■ Recorded information:
*****

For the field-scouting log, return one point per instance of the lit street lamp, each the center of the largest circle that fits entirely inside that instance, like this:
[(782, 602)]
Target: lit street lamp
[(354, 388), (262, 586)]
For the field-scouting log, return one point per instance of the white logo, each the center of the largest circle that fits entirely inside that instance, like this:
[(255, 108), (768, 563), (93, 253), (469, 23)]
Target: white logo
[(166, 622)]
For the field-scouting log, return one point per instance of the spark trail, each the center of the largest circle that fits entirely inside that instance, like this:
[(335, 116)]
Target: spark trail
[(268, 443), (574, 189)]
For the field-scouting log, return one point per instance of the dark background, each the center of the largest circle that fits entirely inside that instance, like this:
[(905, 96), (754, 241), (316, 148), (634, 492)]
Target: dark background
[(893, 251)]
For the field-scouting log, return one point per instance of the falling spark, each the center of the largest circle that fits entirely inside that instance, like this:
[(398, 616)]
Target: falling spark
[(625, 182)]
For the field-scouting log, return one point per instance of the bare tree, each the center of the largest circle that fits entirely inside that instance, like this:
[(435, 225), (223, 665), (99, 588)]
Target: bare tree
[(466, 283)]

*****

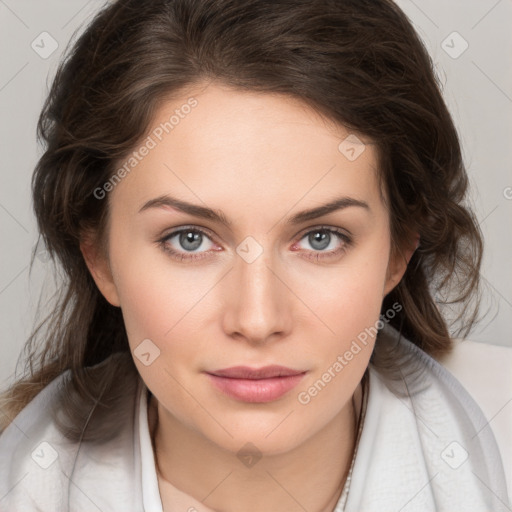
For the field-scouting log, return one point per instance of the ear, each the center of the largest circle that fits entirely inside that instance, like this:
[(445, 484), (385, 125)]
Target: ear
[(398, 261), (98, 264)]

*****

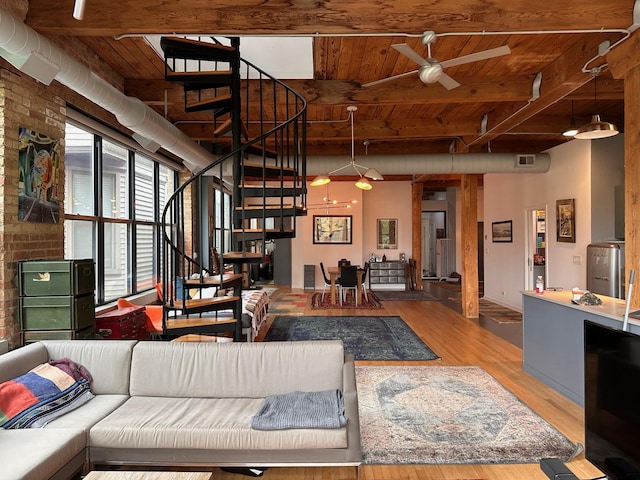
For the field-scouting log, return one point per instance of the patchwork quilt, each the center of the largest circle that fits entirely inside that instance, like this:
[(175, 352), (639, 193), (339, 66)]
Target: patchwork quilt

*****

■ Request:
Print the data from the line containing "the ear, each" through the line containing "[(398, 261), (98, 264)]", both lines included, without changing a single character.

■ Final result:
For the field-scouting log, return one point per instance of the ear, each the center of the largest circle that fits entirely inside that instance, like this:
[(445, 484), (385, 125)]
Target: ear
[(398, 261), (98, 264)]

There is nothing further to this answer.